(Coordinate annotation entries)
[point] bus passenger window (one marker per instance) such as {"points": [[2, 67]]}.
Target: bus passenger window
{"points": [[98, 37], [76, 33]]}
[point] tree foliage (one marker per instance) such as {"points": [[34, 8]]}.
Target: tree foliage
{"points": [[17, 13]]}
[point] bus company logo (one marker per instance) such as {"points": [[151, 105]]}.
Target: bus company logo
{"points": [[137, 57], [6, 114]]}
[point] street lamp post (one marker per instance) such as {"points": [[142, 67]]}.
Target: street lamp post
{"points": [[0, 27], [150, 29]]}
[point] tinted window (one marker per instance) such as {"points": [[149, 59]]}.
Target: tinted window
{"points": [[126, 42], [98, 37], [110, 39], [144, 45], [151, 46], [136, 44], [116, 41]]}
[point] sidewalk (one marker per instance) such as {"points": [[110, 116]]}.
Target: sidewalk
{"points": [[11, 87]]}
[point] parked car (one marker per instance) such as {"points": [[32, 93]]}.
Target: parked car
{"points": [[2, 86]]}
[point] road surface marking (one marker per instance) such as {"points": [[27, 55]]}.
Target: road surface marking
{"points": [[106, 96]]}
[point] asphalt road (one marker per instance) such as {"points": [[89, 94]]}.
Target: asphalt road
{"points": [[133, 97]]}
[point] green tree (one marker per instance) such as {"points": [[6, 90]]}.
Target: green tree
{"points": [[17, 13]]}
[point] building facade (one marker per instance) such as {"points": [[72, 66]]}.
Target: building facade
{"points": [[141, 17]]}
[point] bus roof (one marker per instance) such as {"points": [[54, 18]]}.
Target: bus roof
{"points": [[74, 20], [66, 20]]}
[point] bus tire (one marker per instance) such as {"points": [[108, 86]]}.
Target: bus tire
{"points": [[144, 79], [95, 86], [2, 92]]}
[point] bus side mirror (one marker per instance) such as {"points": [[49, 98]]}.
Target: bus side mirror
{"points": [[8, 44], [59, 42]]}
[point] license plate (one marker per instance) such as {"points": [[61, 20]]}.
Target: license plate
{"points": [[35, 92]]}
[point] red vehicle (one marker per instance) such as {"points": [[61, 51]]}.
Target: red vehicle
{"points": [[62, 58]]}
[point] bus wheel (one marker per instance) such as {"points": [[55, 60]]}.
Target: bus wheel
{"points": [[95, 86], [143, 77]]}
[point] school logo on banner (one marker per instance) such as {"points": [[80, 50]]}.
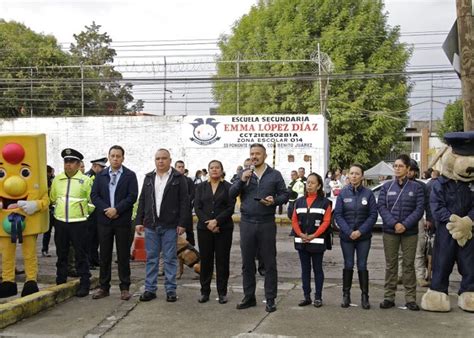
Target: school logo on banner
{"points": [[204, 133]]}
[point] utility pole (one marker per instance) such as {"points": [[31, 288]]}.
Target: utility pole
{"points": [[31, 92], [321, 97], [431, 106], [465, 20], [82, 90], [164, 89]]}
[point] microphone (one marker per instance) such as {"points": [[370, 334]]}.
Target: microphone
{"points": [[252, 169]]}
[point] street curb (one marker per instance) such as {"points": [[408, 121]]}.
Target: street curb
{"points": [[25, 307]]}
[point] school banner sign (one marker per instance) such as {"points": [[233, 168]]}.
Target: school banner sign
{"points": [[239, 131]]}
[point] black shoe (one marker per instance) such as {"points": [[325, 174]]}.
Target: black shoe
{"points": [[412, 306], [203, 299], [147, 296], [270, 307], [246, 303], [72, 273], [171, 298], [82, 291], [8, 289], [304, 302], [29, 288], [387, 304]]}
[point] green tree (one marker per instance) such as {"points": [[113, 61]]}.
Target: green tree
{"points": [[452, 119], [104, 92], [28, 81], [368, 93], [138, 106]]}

...

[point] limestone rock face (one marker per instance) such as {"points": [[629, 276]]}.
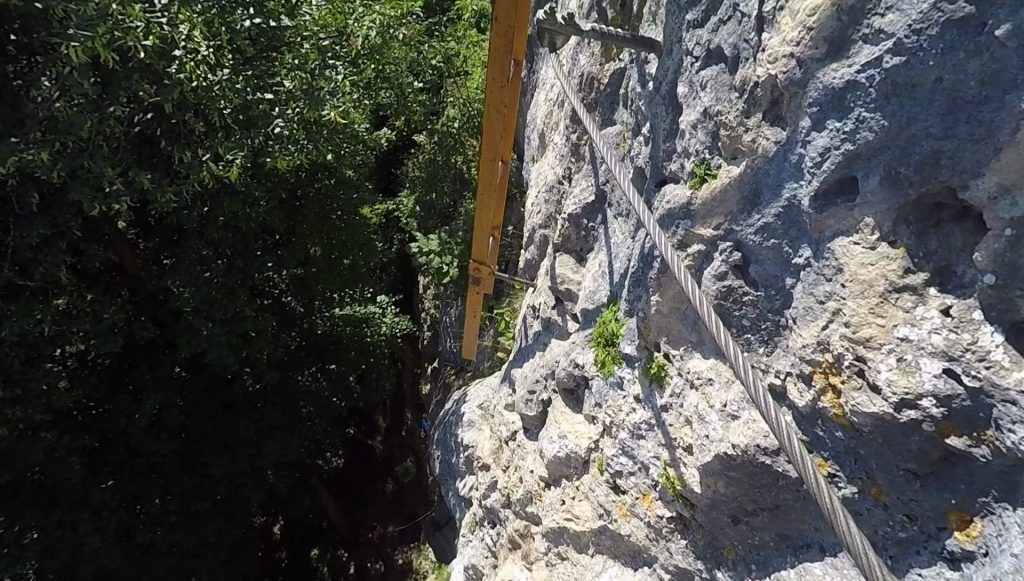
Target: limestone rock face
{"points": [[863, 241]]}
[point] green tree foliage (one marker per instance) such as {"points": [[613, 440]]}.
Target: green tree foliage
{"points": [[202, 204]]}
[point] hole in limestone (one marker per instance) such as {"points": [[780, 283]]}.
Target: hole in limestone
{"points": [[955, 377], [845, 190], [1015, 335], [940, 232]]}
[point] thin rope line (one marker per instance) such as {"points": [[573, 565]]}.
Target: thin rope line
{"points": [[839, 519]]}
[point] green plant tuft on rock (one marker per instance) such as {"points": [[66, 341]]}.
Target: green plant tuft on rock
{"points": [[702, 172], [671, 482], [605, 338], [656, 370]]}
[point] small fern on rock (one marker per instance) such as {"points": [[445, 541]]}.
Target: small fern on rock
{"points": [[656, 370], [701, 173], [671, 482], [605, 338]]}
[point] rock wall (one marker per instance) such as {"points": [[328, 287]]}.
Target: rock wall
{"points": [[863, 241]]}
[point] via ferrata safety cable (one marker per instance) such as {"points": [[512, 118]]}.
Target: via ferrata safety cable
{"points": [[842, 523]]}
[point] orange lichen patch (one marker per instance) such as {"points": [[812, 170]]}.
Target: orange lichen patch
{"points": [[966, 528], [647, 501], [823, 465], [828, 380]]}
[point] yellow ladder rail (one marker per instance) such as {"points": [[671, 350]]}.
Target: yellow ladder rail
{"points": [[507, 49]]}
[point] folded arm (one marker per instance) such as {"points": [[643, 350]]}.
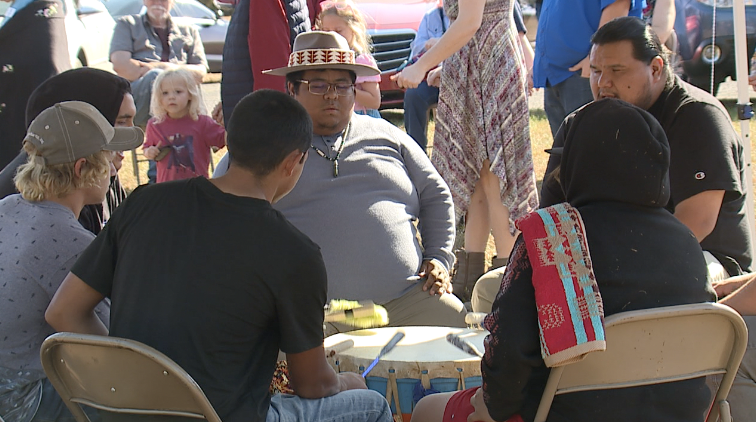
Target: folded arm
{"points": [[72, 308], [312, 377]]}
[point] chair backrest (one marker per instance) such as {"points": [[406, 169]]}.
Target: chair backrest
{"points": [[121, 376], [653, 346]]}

==

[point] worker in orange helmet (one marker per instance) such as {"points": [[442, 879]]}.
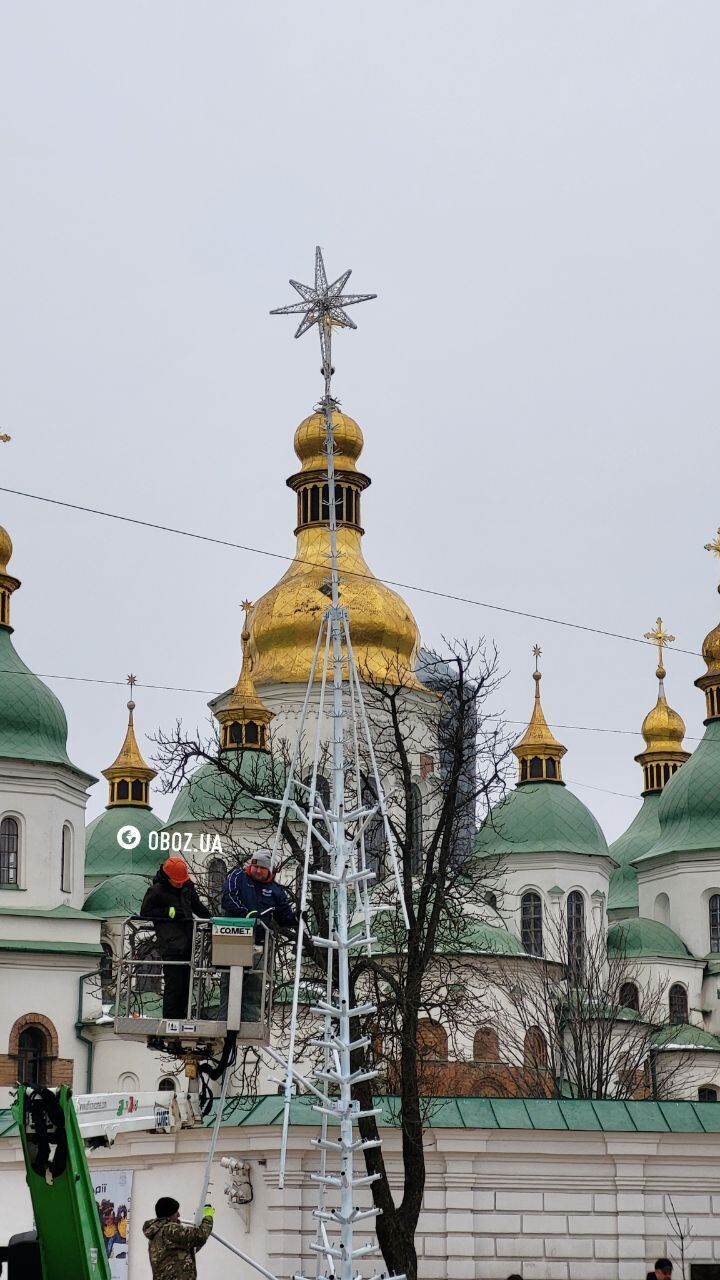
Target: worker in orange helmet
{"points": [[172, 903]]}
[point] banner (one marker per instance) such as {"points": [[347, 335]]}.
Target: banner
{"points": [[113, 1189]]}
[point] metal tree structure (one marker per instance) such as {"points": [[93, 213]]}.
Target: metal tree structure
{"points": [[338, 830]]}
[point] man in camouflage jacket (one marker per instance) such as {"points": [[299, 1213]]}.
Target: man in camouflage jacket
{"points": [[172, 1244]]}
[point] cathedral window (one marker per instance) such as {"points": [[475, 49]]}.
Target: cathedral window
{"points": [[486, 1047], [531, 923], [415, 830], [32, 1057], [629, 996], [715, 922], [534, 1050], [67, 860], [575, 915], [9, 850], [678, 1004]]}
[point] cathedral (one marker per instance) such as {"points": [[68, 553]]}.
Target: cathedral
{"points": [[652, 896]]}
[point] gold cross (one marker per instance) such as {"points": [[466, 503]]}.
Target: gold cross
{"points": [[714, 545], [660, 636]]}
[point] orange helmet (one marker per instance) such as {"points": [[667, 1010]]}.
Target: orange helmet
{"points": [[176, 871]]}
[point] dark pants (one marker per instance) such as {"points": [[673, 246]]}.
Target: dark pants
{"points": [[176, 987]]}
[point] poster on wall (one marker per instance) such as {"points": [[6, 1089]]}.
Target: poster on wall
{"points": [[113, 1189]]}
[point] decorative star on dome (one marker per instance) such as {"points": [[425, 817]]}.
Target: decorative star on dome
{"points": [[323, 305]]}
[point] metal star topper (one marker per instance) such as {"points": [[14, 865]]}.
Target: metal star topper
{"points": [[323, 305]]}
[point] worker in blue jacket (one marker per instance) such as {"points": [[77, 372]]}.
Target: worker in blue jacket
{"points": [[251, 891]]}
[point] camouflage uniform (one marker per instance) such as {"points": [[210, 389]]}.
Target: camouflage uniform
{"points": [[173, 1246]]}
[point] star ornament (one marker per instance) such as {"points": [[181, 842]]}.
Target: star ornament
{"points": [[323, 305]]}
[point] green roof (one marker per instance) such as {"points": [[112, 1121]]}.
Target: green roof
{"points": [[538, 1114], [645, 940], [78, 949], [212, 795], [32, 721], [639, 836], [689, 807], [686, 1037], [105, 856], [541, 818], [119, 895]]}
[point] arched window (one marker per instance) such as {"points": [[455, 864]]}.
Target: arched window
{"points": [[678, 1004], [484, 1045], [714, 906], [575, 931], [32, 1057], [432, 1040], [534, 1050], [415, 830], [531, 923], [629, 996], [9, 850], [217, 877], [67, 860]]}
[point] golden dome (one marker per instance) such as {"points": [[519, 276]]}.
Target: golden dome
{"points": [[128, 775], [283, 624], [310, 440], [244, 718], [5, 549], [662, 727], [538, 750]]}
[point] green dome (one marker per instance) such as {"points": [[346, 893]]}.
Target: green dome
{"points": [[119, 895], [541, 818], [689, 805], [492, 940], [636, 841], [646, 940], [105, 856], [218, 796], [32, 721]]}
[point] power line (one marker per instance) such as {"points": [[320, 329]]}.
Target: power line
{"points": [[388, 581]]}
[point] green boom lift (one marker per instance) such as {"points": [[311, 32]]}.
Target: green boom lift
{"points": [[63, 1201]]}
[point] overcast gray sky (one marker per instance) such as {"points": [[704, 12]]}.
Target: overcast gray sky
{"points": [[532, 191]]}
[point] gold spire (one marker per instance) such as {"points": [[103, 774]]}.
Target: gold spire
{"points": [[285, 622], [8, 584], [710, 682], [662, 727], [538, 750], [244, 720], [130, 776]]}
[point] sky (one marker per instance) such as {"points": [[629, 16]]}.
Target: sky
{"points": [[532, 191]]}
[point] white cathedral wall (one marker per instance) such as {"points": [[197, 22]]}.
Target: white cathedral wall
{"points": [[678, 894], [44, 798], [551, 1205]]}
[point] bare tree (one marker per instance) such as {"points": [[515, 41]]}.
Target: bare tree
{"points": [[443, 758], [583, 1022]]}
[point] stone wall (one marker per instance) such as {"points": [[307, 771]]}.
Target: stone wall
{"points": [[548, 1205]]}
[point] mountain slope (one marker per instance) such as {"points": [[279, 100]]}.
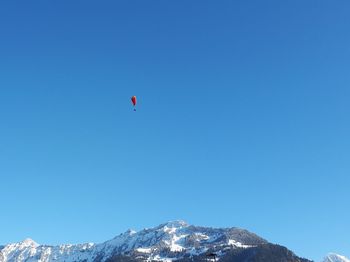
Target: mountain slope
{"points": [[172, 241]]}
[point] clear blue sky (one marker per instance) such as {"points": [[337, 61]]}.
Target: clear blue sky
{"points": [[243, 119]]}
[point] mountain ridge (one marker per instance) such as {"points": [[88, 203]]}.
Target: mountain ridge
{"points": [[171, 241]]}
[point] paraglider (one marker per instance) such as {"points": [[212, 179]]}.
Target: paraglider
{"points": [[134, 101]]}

_What is expected_
Show every line above that contains the string "window", matching case exactly.

_Answer_
[point] bus passenger window (one marker per instance) such as {"points": [[2, 67]]}.
Target: bus passenger window
[point] tinted window (one marker per instance) such as {"points": [[149, 59]]}.
Target: tinted window
[point] cathedral window (one marker per instance) such as {"points": [[475, 49]]}.
Target: cathedral window
[point] arched window (one marker per instance) such as {"points": [[455, 864]]}.
Target: arched window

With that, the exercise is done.